- The request
Count the lines in the entries below that contain the string "green", treating uppercase and lowercase letters as different, and reply with only that number.

— START —

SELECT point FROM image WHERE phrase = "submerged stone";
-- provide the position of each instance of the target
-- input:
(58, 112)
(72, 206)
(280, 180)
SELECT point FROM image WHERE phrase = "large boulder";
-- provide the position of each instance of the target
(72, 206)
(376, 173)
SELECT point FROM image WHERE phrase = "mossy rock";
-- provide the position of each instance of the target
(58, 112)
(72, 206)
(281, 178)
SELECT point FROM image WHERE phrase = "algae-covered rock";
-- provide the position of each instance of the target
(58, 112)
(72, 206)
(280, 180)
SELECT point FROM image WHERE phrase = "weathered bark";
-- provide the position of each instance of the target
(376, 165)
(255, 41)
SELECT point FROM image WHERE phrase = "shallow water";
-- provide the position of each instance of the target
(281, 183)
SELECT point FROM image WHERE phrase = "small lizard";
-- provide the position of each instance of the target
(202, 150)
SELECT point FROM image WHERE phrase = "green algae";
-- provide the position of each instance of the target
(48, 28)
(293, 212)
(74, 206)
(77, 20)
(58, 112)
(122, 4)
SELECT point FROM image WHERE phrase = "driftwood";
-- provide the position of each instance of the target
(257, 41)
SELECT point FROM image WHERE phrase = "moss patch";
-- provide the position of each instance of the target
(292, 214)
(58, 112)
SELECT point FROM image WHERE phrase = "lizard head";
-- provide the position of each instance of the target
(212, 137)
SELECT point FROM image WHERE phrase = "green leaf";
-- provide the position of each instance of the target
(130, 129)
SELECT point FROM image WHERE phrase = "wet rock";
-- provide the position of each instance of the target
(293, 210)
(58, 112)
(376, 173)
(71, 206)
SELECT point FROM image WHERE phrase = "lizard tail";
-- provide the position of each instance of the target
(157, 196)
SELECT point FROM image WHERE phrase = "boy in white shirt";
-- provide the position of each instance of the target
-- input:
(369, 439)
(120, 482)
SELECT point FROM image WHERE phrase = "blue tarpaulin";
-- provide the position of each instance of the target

— END —

- Written reply
2